:: SOURCE DOCUMENT ::

Review of: Tyranny, Inc.: How Private Power Crushed American Liberty—and What to Do About It
Author: Sohrab Amari
Publisher: Forum Books, 2023
If I asked you to imagine an extremist, who would you think of? If someone said that dangerous ideas had been floating around lately, and have been corrupting our institutions and politics, which ideas would occur to you? Contemporary extremists insist that there is only one viable form of political order, and it should be the same everywhere: political and cultural institutions everywhere should be altered so as to conform with their ideology; and if you don’t fall in line, they will force you. What image takes shape in your mind?
No doubt this description of contemporary ideologues would seem extreme to practically everyone. Or at least it would until the name of the ideology is revealed. Is it some form of religious fundamentalism? Or perhaps one of the old 20th-century ideologies like fascism or bolshevism back from the dead? The answer, I would say obtusely, is yes. Contemporary extremism is all those things in one horrible package: a mixture of blind faith, absolute ideological certainty about its own political and social prescriptions, and an outlook on the future more akin to prophecy than real history.
I am referring to neoliberalism: the ideology that still pervades the West, and which has been all the more successful for passing virtually unnoticed. Neoliberalism took a serious knocking in the crash of 2008, but true believers still preach a doctrine of the total supremacy of economic and market forces. Nothing can be allowed to stand in their way. National borders, local customs, government regulation, inherited religion, family bonds—nothing can be allowed to diminish the making of money. Economic activity, the ideologues say, obliges people to put aside differences, to rise above parochial concerns, and so forth. That is their main article of faith; it is especially true, they assure us, of trade between countries, since nothing is more likely to transform erstwhile rivals into friends than making them rich, apparently.

:::
:: DATASET EXTRACT ::

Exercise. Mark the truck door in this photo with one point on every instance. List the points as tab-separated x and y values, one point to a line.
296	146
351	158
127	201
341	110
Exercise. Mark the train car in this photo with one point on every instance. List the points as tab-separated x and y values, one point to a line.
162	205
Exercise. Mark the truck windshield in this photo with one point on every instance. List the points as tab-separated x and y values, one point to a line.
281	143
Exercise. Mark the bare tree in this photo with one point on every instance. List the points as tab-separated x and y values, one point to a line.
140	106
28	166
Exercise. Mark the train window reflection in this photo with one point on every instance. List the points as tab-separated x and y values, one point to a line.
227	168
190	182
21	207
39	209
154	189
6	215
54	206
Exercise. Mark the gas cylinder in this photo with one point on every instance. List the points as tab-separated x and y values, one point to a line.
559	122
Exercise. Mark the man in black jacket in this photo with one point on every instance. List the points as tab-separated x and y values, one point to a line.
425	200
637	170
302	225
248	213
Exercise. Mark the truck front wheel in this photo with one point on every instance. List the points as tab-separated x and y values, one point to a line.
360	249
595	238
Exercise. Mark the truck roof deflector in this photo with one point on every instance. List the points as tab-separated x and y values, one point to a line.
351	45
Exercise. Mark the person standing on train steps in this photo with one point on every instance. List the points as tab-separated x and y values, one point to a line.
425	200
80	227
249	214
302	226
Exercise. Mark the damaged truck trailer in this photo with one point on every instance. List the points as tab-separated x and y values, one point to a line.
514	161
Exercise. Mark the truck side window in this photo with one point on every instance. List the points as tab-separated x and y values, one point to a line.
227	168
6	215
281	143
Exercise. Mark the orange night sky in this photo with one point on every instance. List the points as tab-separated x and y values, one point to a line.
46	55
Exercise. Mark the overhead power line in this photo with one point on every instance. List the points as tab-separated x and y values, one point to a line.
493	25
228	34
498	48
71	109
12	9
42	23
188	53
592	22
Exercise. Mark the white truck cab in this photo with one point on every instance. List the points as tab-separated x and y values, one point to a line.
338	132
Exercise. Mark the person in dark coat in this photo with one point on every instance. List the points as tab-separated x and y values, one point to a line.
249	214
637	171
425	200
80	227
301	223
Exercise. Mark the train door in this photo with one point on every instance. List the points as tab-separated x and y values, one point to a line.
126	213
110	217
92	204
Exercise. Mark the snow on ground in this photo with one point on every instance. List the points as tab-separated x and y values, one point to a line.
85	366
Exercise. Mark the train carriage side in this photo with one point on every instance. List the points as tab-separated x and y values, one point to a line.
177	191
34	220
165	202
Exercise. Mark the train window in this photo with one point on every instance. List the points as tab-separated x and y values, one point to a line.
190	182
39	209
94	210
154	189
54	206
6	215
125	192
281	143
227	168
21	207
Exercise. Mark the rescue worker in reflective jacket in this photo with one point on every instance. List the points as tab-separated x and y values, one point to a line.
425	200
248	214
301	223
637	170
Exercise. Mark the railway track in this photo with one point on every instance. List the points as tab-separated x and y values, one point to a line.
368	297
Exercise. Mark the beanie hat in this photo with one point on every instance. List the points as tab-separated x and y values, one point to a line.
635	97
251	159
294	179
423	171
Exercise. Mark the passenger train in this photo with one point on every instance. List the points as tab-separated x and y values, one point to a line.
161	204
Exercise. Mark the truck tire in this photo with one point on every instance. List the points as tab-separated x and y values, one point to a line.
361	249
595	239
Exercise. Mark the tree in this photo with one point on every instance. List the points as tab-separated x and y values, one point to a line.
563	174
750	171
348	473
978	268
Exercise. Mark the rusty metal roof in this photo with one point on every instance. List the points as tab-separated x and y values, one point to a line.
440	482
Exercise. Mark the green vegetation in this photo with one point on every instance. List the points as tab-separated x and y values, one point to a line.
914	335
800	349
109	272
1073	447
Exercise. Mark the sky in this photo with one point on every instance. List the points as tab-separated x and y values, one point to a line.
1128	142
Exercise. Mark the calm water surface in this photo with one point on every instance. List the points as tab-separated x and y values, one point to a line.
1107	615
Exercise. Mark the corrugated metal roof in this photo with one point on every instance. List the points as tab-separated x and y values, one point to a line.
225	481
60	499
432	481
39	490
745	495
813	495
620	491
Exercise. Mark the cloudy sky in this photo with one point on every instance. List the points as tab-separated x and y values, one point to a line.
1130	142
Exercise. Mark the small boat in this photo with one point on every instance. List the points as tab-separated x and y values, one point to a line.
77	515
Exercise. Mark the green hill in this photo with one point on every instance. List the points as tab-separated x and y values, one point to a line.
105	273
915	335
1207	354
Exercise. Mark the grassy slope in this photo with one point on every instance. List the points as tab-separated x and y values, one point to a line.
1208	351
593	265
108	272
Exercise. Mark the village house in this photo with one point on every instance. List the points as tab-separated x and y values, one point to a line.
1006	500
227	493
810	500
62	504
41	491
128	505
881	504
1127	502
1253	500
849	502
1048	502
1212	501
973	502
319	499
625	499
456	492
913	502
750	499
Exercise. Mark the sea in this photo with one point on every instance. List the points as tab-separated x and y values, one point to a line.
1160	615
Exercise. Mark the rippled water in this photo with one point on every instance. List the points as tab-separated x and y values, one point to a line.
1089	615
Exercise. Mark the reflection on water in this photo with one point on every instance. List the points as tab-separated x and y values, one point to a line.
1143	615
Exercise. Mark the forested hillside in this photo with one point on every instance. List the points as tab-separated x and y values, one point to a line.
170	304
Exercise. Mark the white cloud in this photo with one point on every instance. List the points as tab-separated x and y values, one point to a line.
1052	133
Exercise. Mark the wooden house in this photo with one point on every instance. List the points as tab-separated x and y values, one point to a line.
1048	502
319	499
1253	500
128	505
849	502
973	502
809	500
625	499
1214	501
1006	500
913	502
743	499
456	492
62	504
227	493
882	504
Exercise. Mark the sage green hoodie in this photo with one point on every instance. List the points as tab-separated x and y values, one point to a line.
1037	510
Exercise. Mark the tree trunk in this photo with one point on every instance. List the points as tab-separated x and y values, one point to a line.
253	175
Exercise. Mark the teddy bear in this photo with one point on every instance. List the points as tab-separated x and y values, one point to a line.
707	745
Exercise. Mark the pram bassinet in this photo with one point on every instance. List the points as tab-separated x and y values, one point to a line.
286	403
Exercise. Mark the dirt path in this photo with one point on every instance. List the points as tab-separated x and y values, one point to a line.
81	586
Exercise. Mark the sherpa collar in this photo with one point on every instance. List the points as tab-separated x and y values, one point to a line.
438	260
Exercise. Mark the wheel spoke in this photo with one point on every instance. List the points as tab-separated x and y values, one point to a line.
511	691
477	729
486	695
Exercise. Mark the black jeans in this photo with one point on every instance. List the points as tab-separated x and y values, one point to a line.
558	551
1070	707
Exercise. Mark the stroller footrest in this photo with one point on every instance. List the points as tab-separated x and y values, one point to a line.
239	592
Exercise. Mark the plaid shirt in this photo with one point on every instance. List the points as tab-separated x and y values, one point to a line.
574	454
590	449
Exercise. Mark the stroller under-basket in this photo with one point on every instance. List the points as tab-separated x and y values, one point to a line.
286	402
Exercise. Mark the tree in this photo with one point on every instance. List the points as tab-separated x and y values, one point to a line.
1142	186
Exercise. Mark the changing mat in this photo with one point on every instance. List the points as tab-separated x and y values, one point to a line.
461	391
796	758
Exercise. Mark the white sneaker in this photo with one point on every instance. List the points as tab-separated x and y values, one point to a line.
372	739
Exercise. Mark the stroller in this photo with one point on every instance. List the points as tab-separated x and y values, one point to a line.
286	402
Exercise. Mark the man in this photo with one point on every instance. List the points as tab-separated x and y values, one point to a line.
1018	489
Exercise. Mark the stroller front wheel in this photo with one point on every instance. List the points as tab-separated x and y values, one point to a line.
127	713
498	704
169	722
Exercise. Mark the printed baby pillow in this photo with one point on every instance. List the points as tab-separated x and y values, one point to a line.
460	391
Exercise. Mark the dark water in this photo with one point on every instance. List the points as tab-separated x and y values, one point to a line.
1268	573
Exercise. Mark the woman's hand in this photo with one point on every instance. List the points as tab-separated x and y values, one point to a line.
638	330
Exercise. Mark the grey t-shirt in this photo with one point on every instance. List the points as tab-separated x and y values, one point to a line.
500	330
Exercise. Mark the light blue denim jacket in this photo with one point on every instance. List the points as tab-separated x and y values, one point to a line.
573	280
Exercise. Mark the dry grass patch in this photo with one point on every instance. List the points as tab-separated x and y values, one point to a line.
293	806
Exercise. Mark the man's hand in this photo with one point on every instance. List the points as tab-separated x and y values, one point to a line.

:::

WHAT THIS TASK INVOLVES: According to the book review, which publisher released the book, and in what year? The listing is separate material unrelated to the book review.

RESPONSE TO THE TASK: Forum Books, in 2023.